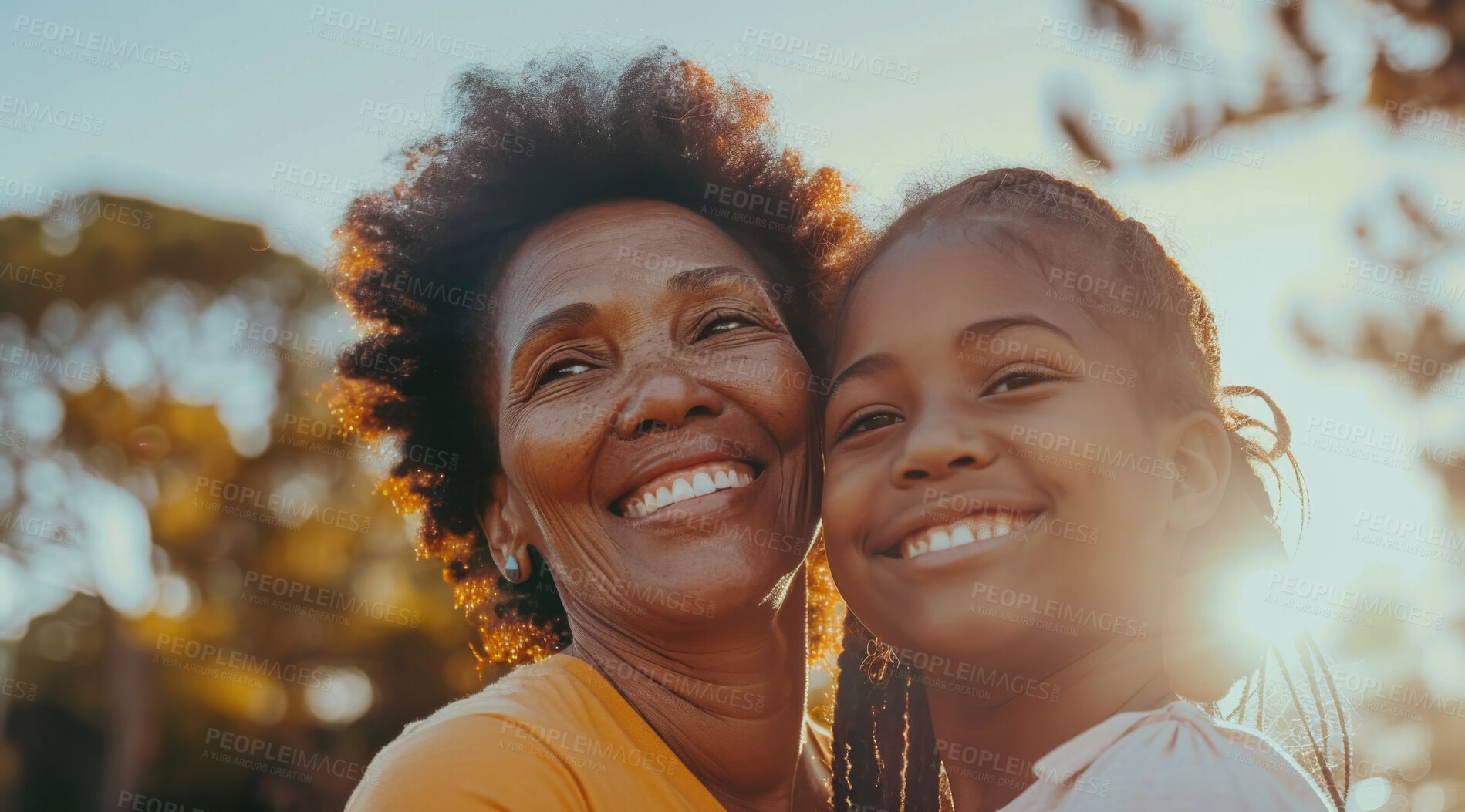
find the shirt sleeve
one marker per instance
(1178, 764)
(468, 764)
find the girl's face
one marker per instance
(992, 490)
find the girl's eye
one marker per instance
(869, 423)
(1020, 379)
(563, 369)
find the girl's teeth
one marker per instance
(681, 489)
(940, 541)
(961, 533)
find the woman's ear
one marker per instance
(503, 527)
(1203, 460)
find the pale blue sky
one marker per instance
(267, 99)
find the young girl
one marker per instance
(1036, 502)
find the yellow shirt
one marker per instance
(552, 735)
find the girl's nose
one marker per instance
(938, 446)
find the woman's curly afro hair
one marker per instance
(418, 264)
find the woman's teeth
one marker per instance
(687, 483)
(961, 531)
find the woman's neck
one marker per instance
(989, 750)
(730, 707)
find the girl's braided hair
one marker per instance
(418, 264)
(885, 754)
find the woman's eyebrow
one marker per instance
(565, 319)
(699, 280)
(992, 327)
(865, 368)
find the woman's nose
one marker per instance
(663, 401)
(938, 446)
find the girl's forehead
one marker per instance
(938, 281)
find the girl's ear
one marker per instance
(1203, 457)
(503, 515)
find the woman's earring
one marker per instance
(879, 660)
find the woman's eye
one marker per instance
(1020, 379)
(869, 423)
(563, 369)
(724, 324)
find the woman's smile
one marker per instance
(689, 482)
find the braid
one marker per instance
(1178, 347)
(922, 764)
(859, 771)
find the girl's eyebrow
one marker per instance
(865, 368)
(992, 327)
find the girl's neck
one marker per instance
(730, 704)
(989, 750)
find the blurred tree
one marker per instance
(1413, 60)
(192, 558)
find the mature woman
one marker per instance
(586, 329)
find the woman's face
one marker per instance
(653, 416)
(992, 495)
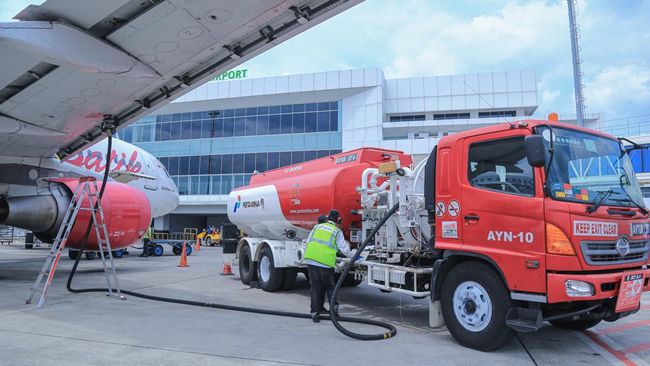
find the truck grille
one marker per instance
(604, 253)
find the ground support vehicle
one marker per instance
(212, 239)
(175, 240)
(501, 228)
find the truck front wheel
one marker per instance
(582, 324)
(247, 272)
(270, 278)
(474, 305)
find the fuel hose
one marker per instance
(391, 329)
(333, 307)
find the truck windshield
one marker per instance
(588, 169)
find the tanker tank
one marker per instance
(285, 203)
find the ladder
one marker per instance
(86, 188)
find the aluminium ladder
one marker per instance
(82, 190)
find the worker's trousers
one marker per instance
(145, 247)
(321, 280)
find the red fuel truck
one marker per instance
(502, 227)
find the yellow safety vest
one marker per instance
(148, 234)
(321, 244)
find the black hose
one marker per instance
(199, 303)
(333, 307)
(84, 240)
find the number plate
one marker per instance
(629, 293)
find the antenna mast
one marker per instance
(577, 64)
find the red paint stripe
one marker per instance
(638, 348)
(623, 327)
(616, 353)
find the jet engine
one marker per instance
(127, 213)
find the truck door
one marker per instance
(503, 209)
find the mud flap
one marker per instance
(524, 320)
(435, 314)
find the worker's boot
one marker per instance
(315, 317)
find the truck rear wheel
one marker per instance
(270, 278)
(247, 271)
(475, 303)
(581, 324)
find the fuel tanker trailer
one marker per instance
(501, 228)
(280, 207)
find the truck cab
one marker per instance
(549, 212)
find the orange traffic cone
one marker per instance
(183, 258)
(197, 246)
(227, 270)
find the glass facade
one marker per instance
(219, 174)
(255, 121)
(640, 160)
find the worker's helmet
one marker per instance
(334, 216)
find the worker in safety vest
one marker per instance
(145, 241)
(323, 242)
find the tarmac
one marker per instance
(92, 329)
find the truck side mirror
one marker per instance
(535, 150)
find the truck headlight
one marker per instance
(578, 288)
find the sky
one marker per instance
(442, 37)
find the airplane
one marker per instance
(33, 198)
(73, 71)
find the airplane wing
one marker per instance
(71, 69)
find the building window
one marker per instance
(492, 114)
(443, 116)
(219, 174)
(255, 121)
(408, 118)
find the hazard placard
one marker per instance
(629, 293)
(453, 208)
(440, 208)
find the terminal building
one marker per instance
(217, 136)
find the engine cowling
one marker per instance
(127, 214)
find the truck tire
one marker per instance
(247, 270)
(290, 275)
(581, 324)
(269, 277)
(475, 303)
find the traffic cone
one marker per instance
(183, 258)
(227, 270)
(197, 246)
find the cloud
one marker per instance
(550, 96)
(620, 89)
(444, 43)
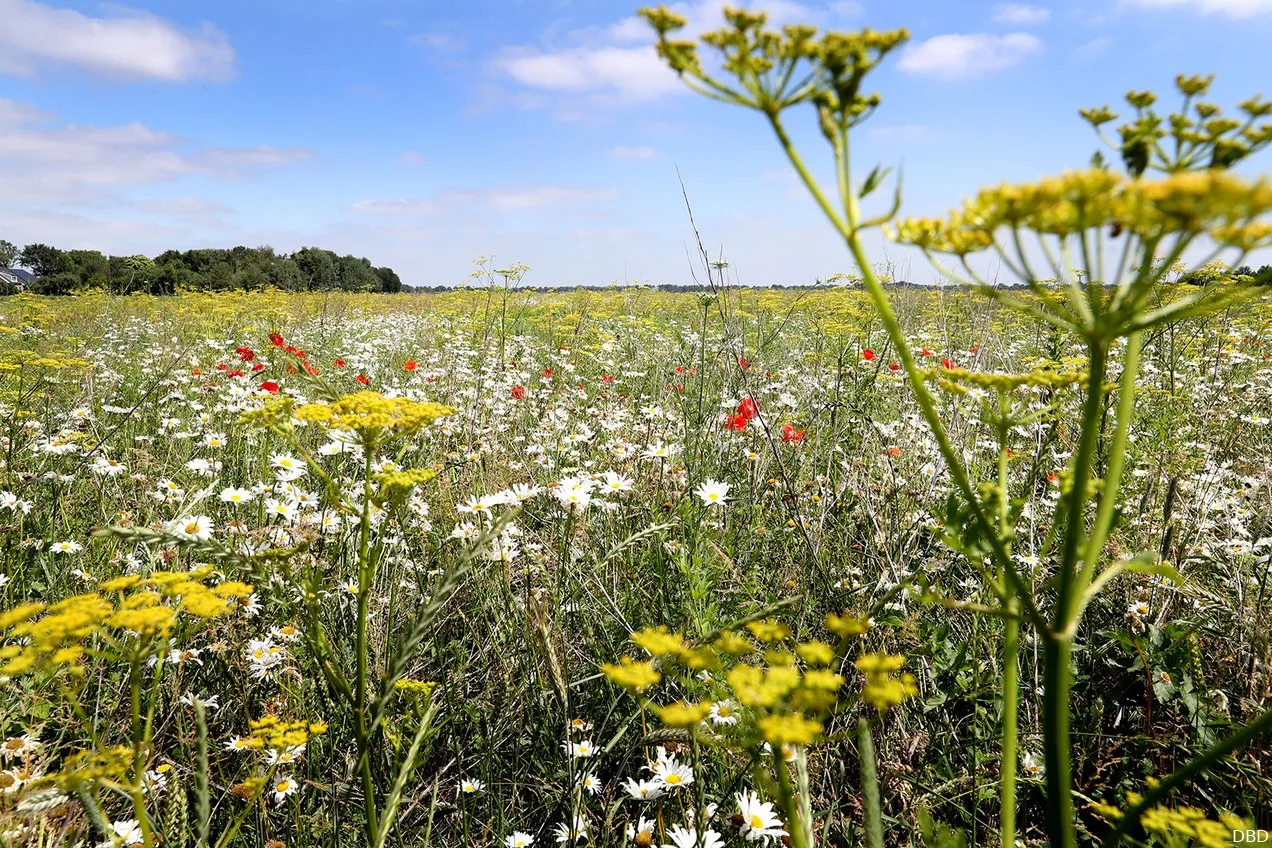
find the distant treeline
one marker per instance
(60, 272)
(1202, 277)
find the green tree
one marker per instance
(43, 259)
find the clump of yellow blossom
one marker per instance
(373, 416)
(148, 608)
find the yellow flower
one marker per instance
(373, 416)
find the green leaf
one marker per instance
(873, 179)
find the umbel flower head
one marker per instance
(374, 417)
(144, 613)
(777, 69)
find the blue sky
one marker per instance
(424, 135)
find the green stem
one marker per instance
(1258, 727)
(1010, 731)
(364, 590)
(871, 810)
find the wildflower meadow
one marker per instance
(852, 565)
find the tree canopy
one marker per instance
(309, 268)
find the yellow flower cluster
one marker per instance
(373, 416)
(400, 482)
(1188, 824)
(17, 359)
(415, 689)
(1212, 202)
(882, 688)
(274, 734)
(55, 636)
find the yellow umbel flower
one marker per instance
(373, 416)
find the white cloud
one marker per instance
(620, 59)
(635, 73)
(1094, 47)
(1020, 14)
(129, 45)
(50, 163)
(531, 197)
(967, 56)
(905, 132)
(183, 206)
(1230, 8)
(501, 198)
(634, 153)
(398, 206)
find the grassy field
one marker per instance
(361, 570)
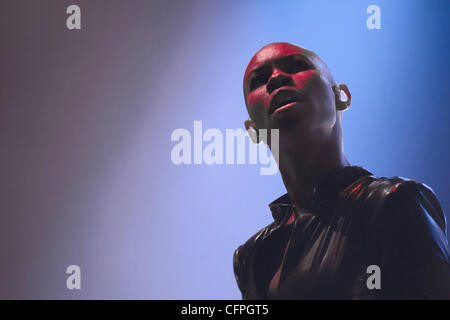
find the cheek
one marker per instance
(256, 103)
(304, 79)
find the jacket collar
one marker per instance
(334, 183)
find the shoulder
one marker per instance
(408, 201)
(412, 224)
(382, 197)
(243, 254)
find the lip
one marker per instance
(283, 99)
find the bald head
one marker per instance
(275, 49)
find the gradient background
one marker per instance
(86, 119)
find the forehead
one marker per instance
(270, 53)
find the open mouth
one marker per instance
(284, 99)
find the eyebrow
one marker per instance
(276, 61)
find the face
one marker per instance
(287, 87)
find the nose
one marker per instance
(277, 80)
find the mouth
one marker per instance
(284, 99)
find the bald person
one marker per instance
(340, 232)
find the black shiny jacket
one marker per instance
(356, 220)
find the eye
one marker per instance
(293, 66)
(256, 82)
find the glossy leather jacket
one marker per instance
(356, 220)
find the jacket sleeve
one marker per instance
(240, 267)
(412, 244)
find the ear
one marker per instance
(252, 131)
(342, 96)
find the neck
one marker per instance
(302, 171)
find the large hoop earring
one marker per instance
(343, 99)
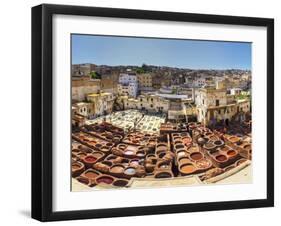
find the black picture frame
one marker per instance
(42, 95)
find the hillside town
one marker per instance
(132, 125)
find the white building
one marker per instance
(128, 84)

-*-

AIM: Reproduce the lines of the listing exactly, starting at the one that contains "find the cheek" and continuing through the final line, but leave out the pictures.

CORRECT RESULT:
find the cheek
one marker per instance
(256, 103)
(304, 79)
find the jacket collar
one marker per instance
(334, 183)
find the shoulder
one marker per instance
(408, 201)
(412, 224)
(382, 197)
(243, 254)
find the lip
one marker per instance
(283, 99)
find the bald head
one marker per instance
(275, 49)
find the gradient background
one marker per instance
(86, 119)
find the forehead
one marker per instance
(270, 53)
find the open mouth
one marker per instance
(284, 99)
find the eyebrow
one marker per instance
(276, 61)
find the face
one marker per instance
(287, 87)
find the nose
one marker per instance
(277, 80)
find the mouth
one marker per instance
(284, 99)
find the bald person
one marker per instance
(340, 232)
find the black shiny jacket
one marker per instance
(356, 220)
find the eye
one marker per instance
(293, 66)
(256, 82)
find the glossy leather jacket
one marker per instance
(356, 220)
find the jacket sleeve
one marker per instance
(240, 267)
(412, 244)
find the ear
one marker per instance
(252, 131)
(342, 96)
find the neck
one marker per instance
(302, 171)
find the large hoop earring
one marker per instance
(343, 99)
find the black picture frame
one marker per instance
(42, 95)
find the hillside town
one marker per instance
(132, 125)
find the white building
one marker per instance
(128, 84)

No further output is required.